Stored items
------------------------------------
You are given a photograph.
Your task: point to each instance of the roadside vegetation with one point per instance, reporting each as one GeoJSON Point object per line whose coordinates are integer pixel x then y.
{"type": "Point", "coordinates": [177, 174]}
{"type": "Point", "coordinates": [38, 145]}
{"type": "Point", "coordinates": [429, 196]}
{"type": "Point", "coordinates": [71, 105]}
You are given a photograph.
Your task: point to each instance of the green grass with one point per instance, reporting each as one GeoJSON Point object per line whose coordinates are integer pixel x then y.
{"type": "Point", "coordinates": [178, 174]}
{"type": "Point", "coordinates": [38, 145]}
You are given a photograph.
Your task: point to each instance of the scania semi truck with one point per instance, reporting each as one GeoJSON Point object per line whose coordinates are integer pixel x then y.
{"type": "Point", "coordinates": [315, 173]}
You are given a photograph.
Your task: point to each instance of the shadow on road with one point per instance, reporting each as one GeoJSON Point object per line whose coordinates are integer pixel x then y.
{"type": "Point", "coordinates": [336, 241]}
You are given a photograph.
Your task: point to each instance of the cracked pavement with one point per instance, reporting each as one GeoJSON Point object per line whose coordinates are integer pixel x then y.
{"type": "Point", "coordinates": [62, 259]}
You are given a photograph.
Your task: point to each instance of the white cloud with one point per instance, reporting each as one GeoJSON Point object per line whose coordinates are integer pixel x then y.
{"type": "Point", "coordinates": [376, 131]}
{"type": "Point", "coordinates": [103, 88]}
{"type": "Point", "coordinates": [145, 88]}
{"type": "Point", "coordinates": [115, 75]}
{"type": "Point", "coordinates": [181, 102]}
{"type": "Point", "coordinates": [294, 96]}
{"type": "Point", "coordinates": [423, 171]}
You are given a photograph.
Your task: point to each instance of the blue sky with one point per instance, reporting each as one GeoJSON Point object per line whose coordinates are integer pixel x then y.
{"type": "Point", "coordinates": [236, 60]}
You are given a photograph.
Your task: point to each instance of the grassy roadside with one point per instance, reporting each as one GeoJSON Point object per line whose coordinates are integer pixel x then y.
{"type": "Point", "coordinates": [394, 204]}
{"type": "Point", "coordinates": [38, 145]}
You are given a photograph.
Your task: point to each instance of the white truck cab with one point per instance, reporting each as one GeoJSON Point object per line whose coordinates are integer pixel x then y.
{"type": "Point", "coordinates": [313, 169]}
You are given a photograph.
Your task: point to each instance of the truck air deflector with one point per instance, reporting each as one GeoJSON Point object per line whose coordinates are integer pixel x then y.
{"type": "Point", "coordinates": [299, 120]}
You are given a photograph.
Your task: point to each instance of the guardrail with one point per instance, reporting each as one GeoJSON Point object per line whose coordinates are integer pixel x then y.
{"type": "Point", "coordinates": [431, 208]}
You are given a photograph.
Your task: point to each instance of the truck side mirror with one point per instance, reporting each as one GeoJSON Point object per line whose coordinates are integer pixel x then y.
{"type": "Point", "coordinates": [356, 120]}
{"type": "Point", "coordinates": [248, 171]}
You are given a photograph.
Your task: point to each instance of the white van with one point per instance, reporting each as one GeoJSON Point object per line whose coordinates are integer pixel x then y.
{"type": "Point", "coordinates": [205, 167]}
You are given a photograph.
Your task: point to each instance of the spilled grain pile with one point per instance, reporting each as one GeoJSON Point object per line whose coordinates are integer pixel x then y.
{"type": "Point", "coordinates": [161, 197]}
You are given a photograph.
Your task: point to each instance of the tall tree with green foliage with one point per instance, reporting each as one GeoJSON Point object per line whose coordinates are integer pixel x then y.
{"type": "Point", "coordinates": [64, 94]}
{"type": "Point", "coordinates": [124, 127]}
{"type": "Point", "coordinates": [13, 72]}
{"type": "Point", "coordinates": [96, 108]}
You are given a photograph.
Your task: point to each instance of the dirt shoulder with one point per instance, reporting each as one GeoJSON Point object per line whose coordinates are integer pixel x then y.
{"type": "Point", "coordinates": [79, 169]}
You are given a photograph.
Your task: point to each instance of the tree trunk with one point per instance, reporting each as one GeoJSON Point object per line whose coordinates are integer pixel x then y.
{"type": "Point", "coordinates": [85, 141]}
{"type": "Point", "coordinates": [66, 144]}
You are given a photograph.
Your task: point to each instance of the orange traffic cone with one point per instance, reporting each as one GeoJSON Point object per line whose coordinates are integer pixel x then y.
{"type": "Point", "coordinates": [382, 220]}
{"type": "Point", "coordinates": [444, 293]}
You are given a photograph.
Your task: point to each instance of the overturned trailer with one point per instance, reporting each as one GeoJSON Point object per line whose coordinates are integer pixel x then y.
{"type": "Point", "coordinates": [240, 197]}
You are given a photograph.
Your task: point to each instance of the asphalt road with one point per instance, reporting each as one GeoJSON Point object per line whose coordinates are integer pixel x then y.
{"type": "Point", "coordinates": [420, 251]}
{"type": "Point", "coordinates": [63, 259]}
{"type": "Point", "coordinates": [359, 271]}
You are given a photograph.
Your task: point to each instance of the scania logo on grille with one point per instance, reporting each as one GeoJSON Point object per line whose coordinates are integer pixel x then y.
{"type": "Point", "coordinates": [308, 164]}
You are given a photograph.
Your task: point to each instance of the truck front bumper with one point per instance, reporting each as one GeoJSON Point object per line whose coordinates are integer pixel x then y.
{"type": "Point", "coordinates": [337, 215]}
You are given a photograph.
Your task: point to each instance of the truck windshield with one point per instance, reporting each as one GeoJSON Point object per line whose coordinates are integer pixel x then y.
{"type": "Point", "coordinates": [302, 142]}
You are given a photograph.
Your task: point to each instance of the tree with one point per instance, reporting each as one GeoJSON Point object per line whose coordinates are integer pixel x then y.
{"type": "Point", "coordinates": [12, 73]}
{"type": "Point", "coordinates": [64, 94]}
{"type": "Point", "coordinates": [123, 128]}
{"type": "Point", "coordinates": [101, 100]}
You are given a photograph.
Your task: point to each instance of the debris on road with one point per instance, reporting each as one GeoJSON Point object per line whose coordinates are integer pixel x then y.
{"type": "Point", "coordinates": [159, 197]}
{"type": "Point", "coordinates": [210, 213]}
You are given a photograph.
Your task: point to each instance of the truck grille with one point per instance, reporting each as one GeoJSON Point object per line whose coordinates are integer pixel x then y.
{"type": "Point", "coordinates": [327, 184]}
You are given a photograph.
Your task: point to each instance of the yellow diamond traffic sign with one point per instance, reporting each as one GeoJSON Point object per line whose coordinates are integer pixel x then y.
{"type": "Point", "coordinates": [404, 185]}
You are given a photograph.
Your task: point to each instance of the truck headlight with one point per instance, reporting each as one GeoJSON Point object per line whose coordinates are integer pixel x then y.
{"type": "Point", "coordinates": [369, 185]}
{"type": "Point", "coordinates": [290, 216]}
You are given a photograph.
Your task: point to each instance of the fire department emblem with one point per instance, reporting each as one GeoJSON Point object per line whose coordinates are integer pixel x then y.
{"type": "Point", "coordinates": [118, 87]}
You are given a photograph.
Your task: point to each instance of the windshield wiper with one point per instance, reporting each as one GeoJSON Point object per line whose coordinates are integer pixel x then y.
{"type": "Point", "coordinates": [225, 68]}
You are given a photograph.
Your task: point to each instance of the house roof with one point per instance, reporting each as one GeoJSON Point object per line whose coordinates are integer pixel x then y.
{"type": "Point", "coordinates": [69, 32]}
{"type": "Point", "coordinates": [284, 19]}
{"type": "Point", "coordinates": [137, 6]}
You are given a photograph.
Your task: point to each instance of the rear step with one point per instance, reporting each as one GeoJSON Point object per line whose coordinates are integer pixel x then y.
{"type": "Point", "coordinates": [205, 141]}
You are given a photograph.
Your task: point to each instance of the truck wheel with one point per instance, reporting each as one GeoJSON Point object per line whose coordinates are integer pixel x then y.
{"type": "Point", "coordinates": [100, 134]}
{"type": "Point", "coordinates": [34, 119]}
------------------------------------
= Given problem =
How many lines in the rows above contain the string "grille"? Reply with the number alone.

= Exercise solution =
2